───── 本文
13 (角川文庫 ふ 18-1)
13 (角川文庫 ふ 18-1) / 感想・レビュー
さっとる◎
無駄に溢れかえった色彩に埋没した私に天使はみえない。人が森を作り森は色を生んだ。その中でただ息苦しいほど濃密な生の気配を感じる。生きるものと死した霊とが重なり合う世界で起こることが起こり、表に現れた現象に人が、土地が、時勢が、見出だす勝手な奇蹟。人が求めた神の意思がそこにある。起こったことが起こったことに神の意思がない故のあやまちも。境界だらけのリアリティ、でもあらゆる生命の霊がいる世界が、境界なんて本当はなくてすぐそこに重なっていることを知ってしまったから。裂け目を作る、そこから原始の神の色を幻視する。
──────────
───── 記録一覧
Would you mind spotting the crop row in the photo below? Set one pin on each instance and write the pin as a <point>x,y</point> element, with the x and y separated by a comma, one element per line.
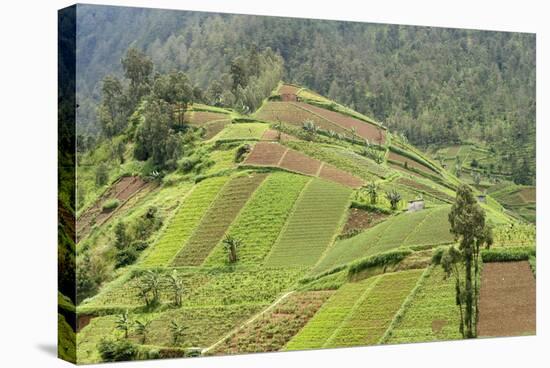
<point>272,330</point>
<point>204,287</point>
<point>358,313</point>
<point>289,113</point>
<point>243,131</point>
<point>426,227</point>
<point>311,226</point>
<point>262,219</point>
<point>217,219</point>
<point>370,319</point>
<point>184,222</point>
<point>432,314</point>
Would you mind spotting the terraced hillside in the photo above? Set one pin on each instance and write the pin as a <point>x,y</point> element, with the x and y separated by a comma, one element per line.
<point>269,234</point>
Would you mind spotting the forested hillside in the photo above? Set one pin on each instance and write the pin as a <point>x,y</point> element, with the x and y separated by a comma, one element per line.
<point>437,86</point>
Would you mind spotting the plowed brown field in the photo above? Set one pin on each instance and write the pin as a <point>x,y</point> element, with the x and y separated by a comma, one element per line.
<point>410,163</point>
<point>265,154</point>
<point>333,173</point>
<point>364,130</point>
<point>202,117</point>
<point>123,190</point>
<point>273,154</point>
<point>507,305</point>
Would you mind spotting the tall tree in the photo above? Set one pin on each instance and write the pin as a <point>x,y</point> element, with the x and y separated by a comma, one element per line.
<point>467,220</point>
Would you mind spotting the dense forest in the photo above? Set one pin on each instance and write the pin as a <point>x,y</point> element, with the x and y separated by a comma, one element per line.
<point>436,86</point>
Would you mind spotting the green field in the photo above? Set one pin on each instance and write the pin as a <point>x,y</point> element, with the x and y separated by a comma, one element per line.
<point>346,321</point>
<point>311,226</point>
<point>432,314</point>
<point>317,264</point>
<point>406,229</point>
<point>184,222</point>
<point>243,131</point>
<point>262,219</point>
<point>217,219</point>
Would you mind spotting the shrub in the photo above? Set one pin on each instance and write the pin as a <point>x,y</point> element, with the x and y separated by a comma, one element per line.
<point>110,204</point>
<point>117,350</point>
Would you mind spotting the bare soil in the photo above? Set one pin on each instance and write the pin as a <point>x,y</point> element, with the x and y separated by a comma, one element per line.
<point>410,163</point>
<point>202,117</point>
<point>124,189</point>
<point>271,135</point>
<point>507,305</point>
<point>332,173</point>
<point>298,162</point>
<point>359,219</point>
<point>265,154</point>
<point>365,130</point>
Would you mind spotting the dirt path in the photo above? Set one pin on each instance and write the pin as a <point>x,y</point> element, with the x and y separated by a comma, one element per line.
<point>124,189</point>
<point>507,305</point>
<point>270,307</point>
──────────
| 出題 |
本文について、次の問いに答えてください。
(a) 書き手に見えないと書かれているものは何ですか。
(b) 森が生んだとされているものは何ですか。
(c) 裂け目を作り、そこから幻視するのは何ですか。

| 解答 |
(a) 天使
(b) 色
(c) 原始の神の色